__Task__. Every line of the material that includes the word "blue" is to be shown.

-------- The data

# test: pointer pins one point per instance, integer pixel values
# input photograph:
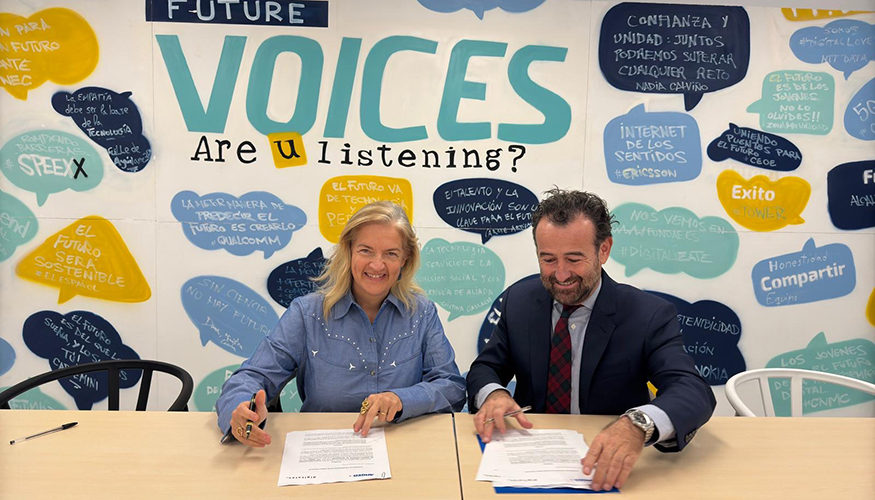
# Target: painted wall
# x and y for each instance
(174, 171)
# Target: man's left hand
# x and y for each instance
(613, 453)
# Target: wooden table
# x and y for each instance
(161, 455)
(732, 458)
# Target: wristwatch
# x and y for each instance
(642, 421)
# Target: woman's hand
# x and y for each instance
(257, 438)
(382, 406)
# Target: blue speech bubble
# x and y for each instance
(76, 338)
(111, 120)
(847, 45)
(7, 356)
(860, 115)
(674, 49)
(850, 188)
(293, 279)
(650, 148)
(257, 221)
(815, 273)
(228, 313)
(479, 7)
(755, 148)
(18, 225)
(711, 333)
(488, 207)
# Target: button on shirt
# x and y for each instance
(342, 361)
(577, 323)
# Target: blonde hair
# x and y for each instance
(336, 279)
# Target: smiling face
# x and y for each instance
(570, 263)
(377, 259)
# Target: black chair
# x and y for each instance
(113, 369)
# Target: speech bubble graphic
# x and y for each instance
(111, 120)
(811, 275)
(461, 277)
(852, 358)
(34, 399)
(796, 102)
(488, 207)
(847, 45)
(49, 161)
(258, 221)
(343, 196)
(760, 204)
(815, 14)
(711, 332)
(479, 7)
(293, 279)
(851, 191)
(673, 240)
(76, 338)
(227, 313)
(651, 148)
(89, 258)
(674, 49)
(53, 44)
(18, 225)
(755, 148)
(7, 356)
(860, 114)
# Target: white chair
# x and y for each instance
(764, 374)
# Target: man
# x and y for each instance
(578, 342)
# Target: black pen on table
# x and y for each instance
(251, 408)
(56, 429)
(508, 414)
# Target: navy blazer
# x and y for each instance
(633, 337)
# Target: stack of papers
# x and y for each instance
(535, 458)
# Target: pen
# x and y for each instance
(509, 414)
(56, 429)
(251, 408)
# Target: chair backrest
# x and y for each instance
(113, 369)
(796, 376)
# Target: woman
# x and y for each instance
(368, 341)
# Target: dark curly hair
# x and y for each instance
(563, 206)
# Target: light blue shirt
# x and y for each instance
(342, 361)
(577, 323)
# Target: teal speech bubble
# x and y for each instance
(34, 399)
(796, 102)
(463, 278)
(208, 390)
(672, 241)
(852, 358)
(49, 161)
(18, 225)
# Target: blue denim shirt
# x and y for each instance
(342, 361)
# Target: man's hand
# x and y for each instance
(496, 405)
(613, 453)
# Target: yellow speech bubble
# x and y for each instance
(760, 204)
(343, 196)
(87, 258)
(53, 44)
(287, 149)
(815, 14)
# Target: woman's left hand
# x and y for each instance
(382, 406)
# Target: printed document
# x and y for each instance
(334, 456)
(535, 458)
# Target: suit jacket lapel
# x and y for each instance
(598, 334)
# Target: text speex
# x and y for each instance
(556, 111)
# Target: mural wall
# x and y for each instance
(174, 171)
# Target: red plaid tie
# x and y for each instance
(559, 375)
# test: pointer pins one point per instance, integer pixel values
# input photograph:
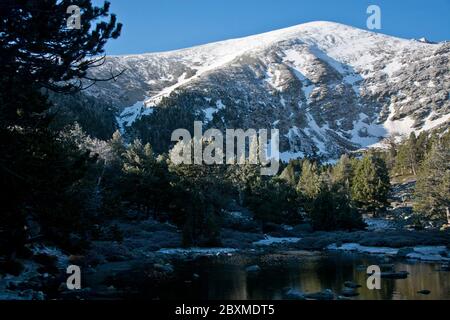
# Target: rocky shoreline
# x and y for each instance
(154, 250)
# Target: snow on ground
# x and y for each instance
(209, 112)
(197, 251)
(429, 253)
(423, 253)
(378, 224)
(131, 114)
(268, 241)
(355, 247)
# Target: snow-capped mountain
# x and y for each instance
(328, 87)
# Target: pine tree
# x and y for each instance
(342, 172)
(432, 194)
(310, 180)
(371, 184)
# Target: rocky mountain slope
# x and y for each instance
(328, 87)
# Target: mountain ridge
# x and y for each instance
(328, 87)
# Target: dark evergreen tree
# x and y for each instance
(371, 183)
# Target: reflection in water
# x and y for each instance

----------------

__Your response__.
# Target: blue speech bubble
# Target: light blue shirt
# Target: blue denim shirt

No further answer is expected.